Data entries
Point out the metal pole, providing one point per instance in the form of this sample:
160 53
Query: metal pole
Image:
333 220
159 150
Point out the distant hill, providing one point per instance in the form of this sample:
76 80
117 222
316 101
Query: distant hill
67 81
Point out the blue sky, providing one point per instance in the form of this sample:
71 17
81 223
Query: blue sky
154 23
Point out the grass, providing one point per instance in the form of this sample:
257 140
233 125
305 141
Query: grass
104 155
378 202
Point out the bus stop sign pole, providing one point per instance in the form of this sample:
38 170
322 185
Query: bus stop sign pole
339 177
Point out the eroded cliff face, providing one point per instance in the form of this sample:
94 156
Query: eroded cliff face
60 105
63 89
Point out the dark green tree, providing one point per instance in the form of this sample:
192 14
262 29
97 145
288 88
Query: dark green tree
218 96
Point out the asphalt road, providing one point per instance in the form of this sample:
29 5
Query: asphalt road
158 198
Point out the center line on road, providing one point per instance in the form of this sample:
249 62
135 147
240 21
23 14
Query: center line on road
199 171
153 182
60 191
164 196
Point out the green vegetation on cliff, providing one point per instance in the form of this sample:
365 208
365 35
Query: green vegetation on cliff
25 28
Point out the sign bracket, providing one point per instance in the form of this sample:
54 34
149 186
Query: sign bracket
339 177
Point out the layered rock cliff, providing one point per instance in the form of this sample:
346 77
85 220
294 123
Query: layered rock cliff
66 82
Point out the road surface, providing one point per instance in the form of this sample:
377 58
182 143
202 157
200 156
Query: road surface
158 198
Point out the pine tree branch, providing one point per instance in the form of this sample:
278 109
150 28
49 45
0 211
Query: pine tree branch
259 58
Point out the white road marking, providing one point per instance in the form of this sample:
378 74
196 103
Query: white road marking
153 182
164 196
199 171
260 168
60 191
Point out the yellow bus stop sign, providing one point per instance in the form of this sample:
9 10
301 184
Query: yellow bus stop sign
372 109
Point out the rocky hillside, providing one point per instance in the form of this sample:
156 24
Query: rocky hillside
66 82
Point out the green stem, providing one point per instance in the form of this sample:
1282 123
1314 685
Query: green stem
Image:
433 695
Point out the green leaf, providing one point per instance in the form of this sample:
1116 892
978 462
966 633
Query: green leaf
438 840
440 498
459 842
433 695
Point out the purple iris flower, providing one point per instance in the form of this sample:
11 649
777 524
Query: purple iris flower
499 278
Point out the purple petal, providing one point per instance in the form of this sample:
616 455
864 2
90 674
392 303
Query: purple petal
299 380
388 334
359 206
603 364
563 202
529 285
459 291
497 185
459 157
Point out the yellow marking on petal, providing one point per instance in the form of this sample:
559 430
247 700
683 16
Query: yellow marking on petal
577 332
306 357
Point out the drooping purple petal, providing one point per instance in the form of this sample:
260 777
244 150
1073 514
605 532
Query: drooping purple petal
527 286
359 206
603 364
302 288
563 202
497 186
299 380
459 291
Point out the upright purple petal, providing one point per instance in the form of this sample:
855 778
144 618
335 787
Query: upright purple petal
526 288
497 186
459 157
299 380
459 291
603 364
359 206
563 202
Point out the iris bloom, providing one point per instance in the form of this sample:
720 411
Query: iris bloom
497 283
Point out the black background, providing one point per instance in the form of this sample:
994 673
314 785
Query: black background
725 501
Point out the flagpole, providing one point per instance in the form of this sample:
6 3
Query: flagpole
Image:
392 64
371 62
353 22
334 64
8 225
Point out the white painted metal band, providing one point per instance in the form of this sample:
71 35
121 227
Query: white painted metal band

Given request » Output the lines starting at the one that contains "Point out the upright" and ending at the last line of the data entries above, with no changes.

Complete output »
Point out the upright purple petal, providing one point per instance in the form of this sample:
855 778
144 618
335 787
Query: upright purple petal
526 288
497 186
459 157
299 380
459 291
603 364
359 206
563 202
Point out the iris bloom, providing one point per instance in the form of this sample:
720 411
Query: iris bloom
497 283
Point out the black background, providing one point per instance in the form of this sample:
994 673
314 785
Query: black background
725 501
Point out the flagpole, providing one point per instance in the form of this sample:
6 3
Query: flagpole
Image:
392 64
371 62
353 22
334 64
8 225
Point out the white painted metal band, providing one point per instance in the form of this sample:
71 35
121 227
Query: white painted metal band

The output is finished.